Data –
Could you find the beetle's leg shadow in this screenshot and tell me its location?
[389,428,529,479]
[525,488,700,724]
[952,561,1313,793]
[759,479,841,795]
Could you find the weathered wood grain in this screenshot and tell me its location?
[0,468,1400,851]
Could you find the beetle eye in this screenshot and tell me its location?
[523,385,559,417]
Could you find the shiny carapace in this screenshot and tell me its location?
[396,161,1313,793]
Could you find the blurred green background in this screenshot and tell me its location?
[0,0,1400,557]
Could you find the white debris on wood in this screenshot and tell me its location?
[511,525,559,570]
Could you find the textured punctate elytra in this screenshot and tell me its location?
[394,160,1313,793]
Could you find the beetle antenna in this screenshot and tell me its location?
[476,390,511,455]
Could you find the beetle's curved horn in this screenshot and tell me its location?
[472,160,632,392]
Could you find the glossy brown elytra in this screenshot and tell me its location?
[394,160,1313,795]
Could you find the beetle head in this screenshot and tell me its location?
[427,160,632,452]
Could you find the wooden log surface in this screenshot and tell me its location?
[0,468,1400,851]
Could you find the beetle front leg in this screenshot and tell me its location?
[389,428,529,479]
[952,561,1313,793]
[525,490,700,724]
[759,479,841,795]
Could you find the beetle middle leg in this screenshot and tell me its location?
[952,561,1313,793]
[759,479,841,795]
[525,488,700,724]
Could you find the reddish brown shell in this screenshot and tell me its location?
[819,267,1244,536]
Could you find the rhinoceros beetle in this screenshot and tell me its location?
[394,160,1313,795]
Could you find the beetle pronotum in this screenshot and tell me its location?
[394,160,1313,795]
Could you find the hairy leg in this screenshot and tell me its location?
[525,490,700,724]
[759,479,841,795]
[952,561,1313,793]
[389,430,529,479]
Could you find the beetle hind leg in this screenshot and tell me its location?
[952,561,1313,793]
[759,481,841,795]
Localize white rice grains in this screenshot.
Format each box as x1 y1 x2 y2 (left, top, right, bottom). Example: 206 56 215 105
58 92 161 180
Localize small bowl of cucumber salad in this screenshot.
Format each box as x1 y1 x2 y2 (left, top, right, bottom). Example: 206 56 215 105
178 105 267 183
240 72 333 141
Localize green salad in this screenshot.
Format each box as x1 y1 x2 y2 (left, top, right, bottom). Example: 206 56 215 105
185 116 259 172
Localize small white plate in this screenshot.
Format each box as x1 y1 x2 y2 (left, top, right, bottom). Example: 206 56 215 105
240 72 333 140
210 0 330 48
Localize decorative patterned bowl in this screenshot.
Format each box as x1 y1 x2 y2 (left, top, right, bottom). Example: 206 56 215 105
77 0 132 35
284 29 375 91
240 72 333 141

Written exercise – Rewrite all of the data above, swapping every "Could you find" for "Can you locate" and leaving everything else unchanged.

Final answer –
Can you locate the beetle's leg shadow in this screenshot and tell me its location?
[389,428,529,479]
[525,488,700,724]
[952,561,1313,793]
[759,479,841,795]
Can you locate the weathered wood grain in this screenshot and tell me its location?
[0,468,1400,851]
Can you locate the beetle eye in this screenshot and tell me its location?
[523,385,559,417]
Can you locate the shiny carapace in this screenshot and tell me its location?
[396,161,1313,793]
Can you locate the blurred green background in this screenshot and tell me its location?
[0,0,1400,557]
Can you locate the white debris on wood in this screenshot and tell me its location?
[511,525,559,570]
Can you locate the textured punctate elytra in this screenshot and tell me its location?
[394,160,1313,793]
Can you locate the beetle antenna in this screenshot and tell me its location?
[476,390,511,455]
Can you locate the beetle's curved horn in this screenshot and tell me its location?
[472,160,632,392]
Can you locate the glossy brown elytra in this screenshot and tell me its location?
[394,160,1313,795]
Can you locate the beetle head in this screenshot and tell me its location?
[427,160,632,452]
Can you locate the wooden log surface in this screenshot and tell me its location?
[0,468,1400,851]
Can you locate the beetle front leg in this screenshot and tell me its location?
[389,428,529,479]
[952,561,1313,793]
[525,490,700,724]
[759,479,841,795]
Can you locate the beetle middle leg in this screenshot and tell me its location?
[952,561,1313,793]
[759,479,841,795]
[525,488,700,724]
Can you locate the reddish brown shell in this screenshot and tell me its location?
[819,267,1244,536]
Can you locate the rhinoceros beetle in this screenshot and tell me its location?
[394,160,1313,795]
Can you locate the beetle pronotum in this screenshot and tell me its location?
[394,160,1313,795]
Can you locate the hairy leg in this screenshot and tell me its location?
[525,490,700,724]
[759,479,841,795]
[952,561,1313,793]
[389,430,529,479]
Can you locate the beetle hind leg in this screenshot and tell me its location?
[952,561,1313,793]
[759,481,841,795]
Localize white rice grains in this screenshot.
Format each box as x1 y1 x2 y2 (left, top, right, bottom). Example: 206 56 215 105
58 92 161 180
Localize small bowl of cucumber salad in this screenshot.
Format each box as x1 y1 x2 y2 (left, top, right, bottom). Example: 206 56 215 105
178 105 267 183
240 72 333 141
Localize green salad in this screenshot.
Format each box as x1 y1 x2 y2 (left, top, right, bottom). Example: 206 56 215 105
185 116 259 172
Localize small white plate in this screenshot.
Format each box as x1 y1 x2 y2 (left, top, right, bottom). Example: 206 56 215 105
240 72 333 140
210 0 330 48
Localize decorative patterned bowl in this screenshot.
Format each box as x1 y1 x2 y2 (left, top, right, bottom). Example: 206 56 215 105
77 0 132 35
284 29 375 91
240 72 333 141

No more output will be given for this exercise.